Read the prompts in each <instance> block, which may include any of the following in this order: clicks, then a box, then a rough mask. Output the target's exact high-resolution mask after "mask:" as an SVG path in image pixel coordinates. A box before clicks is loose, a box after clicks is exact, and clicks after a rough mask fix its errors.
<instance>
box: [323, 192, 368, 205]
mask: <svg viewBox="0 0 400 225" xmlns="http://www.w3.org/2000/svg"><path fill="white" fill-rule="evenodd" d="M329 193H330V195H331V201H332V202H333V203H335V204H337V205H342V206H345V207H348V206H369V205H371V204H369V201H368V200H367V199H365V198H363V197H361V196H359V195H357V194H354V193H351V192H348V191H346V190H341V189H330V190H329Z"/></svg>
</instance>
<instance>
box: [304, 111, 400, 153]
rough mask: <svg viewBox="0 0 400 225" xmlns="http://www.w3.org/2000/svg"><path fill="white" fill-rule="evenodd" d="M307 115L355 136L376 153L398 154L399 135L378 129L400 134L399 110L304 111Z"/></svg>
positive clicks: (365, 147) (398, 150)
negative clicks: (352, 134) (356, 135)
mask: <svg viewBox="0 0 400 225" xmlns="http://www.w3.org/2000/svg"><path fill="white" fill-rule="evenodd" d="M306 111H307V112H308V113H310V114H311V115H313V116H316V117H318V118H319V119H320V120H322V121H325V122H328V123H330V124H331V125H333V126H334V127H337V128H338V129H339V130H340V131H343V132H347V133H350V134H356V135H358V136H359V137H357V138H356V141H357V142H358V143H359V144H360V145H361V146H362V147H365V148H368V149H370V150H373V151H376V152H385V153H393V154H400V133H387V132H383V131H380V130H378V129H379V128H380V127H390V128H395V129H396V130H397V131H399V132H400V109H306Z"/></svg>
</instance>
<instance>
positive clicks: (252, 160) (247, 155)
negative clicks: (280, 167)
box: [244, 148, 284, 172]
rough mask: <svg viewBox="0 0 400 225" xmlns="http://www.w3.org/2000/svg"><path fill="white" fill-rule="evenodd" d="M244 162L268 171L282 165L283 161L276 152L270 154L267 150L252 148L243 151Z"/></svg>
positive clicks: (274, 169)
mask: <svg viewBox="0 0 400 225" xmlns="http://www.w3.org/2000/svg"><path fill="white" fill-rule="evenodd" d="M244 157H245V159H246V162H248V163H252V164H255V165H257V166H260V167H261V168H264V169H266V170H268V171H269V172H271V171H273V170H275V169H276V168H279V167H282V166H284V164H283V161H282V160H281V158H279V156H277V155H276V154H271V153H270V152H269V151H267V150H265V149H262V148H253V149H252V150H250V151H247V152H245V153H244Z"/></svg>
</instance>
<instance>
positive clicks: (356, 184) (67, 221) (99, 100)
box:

## Required work
The response should be an exact copy of all the records above.

## Completed task
Read the prompts in each <instance> block, which may include any of the following in this order: clicks, then a box, then a rough mask. Output the target's exact high-resolution mask after "mask:" as an SVG path in image pixel coordinates. A box before clicks is loose, a box after clicks is exact, and clicks after a rough mask fix its errors.
<instance>
box: [323, 192, 368, 205]
mask: <svg viewBox="0 0 400 225" xmlns="http://www.w3.org/2000/svg"><path fill="white" fill-rule="evenodd" d="M329 193H330V195H331V201H332V202H333V203H335V204H337V205H342V206H345V207H348V206H369V205H371V204H369V201H368V200H367V199H365V198H363V197H361V196H359V195H357V194H354V193H351V192H348V191H346V190H341V189H330V190H329Z"/></svg>
</instance>
<instance>
box: [304, 111, 400, 153]
rough mask: <svg viewBox="0 0 400 225" xmlns="http://www.w3.org/2000/svg"><path fill="white" fill-rule="evenodd" d="M307 115L355 136L376 153L398 154L399 135L378 129L400 134L399 110L304 111Z"/></svg>
positive clicks: (365, 147) (398, 150)
negative clicks: (352, 134) (356, 135)
mask: <svg viewBox="0 0 400 225" xmlns="http://www.w3.org/2000/svg"><path fill="white" fill-rule="evenodd" d="M306 111H307V112H308V113H310V114H311V115H313V116H316V117H318V118H319V119H320V120H322V121H325V122H328V123H330V124H331V125H333V126H334V127H337V128H338V129H339V130H340V131H343V132H347V133H350V134H356V135H358V136H359V137H357V138H356V141H357V142H358V143H359V144H360V145H361V146H362V147H365V148H368V149H370V150H373V151H376V152H385V153H393V154H400V133H387V132H383V131H380V130H378V129H379V128H380V127H390V128H395V129H396V130H397V131H399V132H400V109H306Z"/></svg>
</instance>
<instance>
positive clicks: (252, 160) (247, 155)
negative clicks: (280, 167)
box: [244, 148, 284, 172]
rough mask: <svg viewBox="0 0 400 225" xmlns="http://www.w3.org/2000/svg"><path fill="white" fill-rule="evenodd" d="M244 162L268 171L282 165L283 161L276 152L270 154L267 150L252 148L243 151Z"/></svg>
positive clicks: (274, 169)
mask: <svg viewBox="0 0 400 225" xmlns="http://www.w3.org/2000/svg"><path fill="white" fill-rule="evenodd" d="M244 157H245V159H246V162H248V163H252V164H255V165H257V166H260V167H261V168H264V169H266V170H268V171H269V172H271V171H273V170H275V169H276V168H279V167H282V166H284V164H283V161H282V160H281V158H279V156H277V155H276V154H271V153H270V152H269V151H267V150H265V149H262V148H253V149H252V150H250V151H247V152H245V153H244Z"/></svg>
</instance>
<instance>
positive clicks: (356, 184) (67, 221) (99, 100)
box:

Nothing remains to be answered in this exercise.